Render every entry verbatim.
◇ ◇ ◇
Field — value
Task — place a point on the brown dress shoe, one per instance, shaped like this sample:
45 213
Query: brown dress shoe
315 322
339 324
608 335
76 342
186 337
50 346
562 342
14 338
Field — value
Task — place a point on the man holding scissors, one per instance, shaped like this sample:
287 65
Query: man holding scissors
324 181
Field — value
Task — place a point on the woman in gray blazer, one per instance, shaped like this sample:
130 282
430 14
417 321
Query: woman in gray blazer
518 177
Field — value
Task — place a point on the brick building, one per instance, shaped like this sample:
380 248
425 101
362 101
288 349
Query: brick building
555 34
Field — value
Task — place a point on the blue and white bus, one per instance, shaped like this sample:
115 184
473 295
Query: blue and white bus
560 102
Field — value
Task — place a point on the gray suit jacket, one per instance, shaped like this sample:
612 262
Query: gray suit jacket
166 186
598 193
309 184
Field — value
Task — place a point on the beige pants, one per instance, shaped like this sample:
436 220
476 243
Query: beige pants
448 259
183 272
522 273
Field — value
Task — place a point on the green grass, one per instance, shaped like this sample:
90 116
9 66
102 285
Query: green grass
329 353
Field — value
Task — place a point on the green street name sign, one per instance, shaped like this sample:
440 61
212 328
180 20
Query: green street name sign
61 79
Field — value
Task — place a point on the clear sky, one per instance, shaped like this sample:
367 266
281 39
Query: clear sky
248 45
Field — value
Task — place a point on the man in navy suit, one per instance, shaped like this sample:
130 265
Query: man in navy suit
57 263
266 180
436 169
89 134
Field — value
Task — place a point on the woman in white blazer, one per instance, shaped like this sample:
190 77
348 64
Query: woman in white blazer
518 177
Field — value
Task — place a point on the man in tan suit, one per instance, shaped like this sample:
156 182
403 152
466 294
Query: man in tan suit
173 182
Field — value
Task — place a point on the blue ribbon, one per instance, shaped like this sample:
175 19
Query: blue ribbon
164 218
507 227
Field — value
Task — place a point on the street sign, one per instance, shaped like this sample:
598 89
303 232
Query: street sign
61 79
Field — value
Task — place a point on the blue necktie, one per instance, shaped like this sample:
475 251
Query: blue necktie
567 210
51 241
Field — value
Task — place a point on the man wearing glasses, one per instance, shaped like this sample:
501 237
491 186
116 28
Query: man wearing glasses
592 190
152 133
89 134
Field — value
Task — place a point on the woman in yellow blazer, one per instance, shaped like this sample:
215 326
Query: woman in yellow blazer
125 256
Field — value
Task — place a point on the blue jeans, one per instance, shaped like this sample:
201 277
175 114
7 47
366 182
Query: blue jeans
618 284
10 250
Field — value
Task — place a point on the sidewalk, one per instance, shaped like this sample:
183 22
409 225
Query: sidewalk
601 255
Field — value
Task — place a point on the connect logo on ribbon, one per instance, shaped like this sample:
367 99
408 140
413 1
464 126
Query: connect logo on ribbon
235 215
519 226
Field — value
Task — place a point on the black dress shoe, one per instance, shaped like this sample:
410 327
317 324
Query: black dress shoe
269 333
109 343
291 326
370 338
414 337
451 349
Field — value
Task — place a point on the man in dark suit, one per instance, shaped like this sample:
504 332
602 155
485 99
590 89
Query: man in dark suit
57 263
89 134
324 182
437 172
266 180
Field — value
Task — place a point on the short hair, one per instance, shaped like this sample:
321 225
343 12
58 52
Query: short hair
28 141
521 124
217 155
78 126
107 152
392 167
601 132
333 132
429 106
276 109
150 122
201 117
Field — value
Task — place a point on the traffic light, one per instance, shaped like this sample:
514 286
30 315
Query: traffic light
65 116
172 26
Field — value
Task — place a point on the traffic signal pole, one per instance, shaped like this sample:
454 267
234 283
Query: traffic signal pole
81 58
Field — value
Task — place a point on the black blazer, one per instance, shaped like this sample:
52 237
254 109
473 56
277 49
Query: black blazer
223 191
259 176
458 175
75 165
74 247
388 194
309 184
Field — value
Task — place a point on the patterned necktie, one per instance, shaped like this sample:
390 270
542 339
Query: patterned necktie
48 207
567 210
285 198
◇ ◇ ◇
RESULT -
Field — value
Task — place a point on the brown dress shoe, one per instance, shaped like this sample:
45 213
Query: brown dress shoe
315 322
339 324
608 335
76 342
186 337
50 346
562 342
14 338
Field — value
Task — place a point on the man holding scissors, one per instance, shaped like this sample:
287 65
Query: man holding scissors
324 181
Field — value
Task — place a point on the woman in gray blazer, one per instance, shaped like this sample:
130 282
430 14
417 321
Query: woman in gray blazer
518 177
Field — value
Task — place a point on the brick building, one per instance, shaped like this sample:
380 248
425 101
362 101
288 349
Query: brick building
555 34
Field — value
Task — place a point on the blue and white bus, one per instance, shaped like this sample:
115 184
473 295
Query: blue and white bus
560 102
Field — value
Task — place a point on the gray suit jacket, one per instance, shaped like this sample:
612 262
Query: gray suit jacket
166 186
598 193
309 184
Field — value
Task — place a point on the beige pants, one per instance, shaped like this sample:
436 220
476 243
Query: beige pants
448 259
183 272
522 273
Field — value
Task — place a point on the green grass, one per instance, shaped like this sample:
90 116
9 66
102 285
Query: green grass
329 353
Field — value
Task — place a point on the green street name sign, one per instance, shaped like this sample:
440 61
212 328
180 20
Query: green street name sign
61 79
Field — value
Task — place a point on the clear sky, one per instance, shaped like this sample:
367 266
281 39
Query: clear sky
248 45
Field — value
Task — place a point on the man in navy suit, one per instance, shaped like this sample:
130 265
Query: man in navy suit
57 263
266 180
436 169
89 134
Field — value
Task — place a point on the woman in white blazer, one per instance, shaped like this sample:
190 77
348 64
Query: woman in white blazer
518 177
Field — value
Task — place a point on the man in tan suit, one per instance, shaped like this sample:
156 182
403 152
466 294
Query: man in tan suit
173 182
Field — value
Task — place a point on the blue ribbon, one per instance, shaped like this sample:
175 19
Query: blue ribbon
164 218
507 227
Field — value
Task — place a point on the street sign, one per instance, shaped like this sample:
598 89
303 232
Query: street sign
61 79
Field — value
Task — place a point on the blue necktie, one per instance, shaped like this sample:
475 251
Query: blue necktie
567 210
51 241
Field — value
Task — place a point on the man wearing glasses, one per instance, shaped like this sample:
501 237
491 186
116 28
Query: man wearing glasses
592 190
152 133
89 134
Field — value
Task — place a point on the woman in yellow blazer, one per instance, shaped like this sample:
215 326
Query: woman in yellow blazer
125 256
Field — value
Task — place a point on the blue jeans, one per instance, shaped like this sample:
201 277
175 114
7 47
366 182
Query: blue jeans
618 284
10 250
Field — value
Task — place a point on the sidewalk, one per instance, shaped like this sample:
183 22
409 225
Query: sidewalk
601 255
Field — value
Task — place a point on the connect logo on ribbon, one per instance, shaped like this sample:
367 99
408 140
413 1
464 126
Query: connect logo on ribbon
235 215
519 226
Field — value
Task — place a point on the black dress shoe, one per instance, shaped like this sample:
410 327
317 324
Query: black dress shoe
269 333
109 343
291 326
370 338
414 337
451 349
Field — value
Task — place a point on the man in dark suit, one per instance, shaped like this sample:
504 332
602 155
485 99
590 89
Query: man in dark suit
57 263
89 134
324 182
437 172
266 180
Field — value
Task — place a point on the short hair, one per instance, shaped like this sample:
321 225
343 12
58 52
Query: short hair
28 141
521 124
217 155
78 126
107 152
392 167
601 132
333 132
429 106
276 109
150 122
201 117
Field — value
Task — place a point on the traffic light, one per instance, shaped like this sample:
514 286
30 315
Query: traffic light
65 116
172 26
Field — value
Task — place a point on the traffic signal pole, one per instance, shaped like this sample:
454 267
234 283
Query: traffic signal pole
81 58
Field — value
Task — place a point on the black blazer, one per instance, shaped like this sample:
52 237
254 109
473 56
277 49
Query: black blazer
223 191
259 176
458 175
75 165
74 247
388 194
309 184
Field — value
Task — place a point on the patterned necktie, one per instance, shaped like this sample:
390 270
542 339
Query: patterned necktie
48 207
567 210
285 198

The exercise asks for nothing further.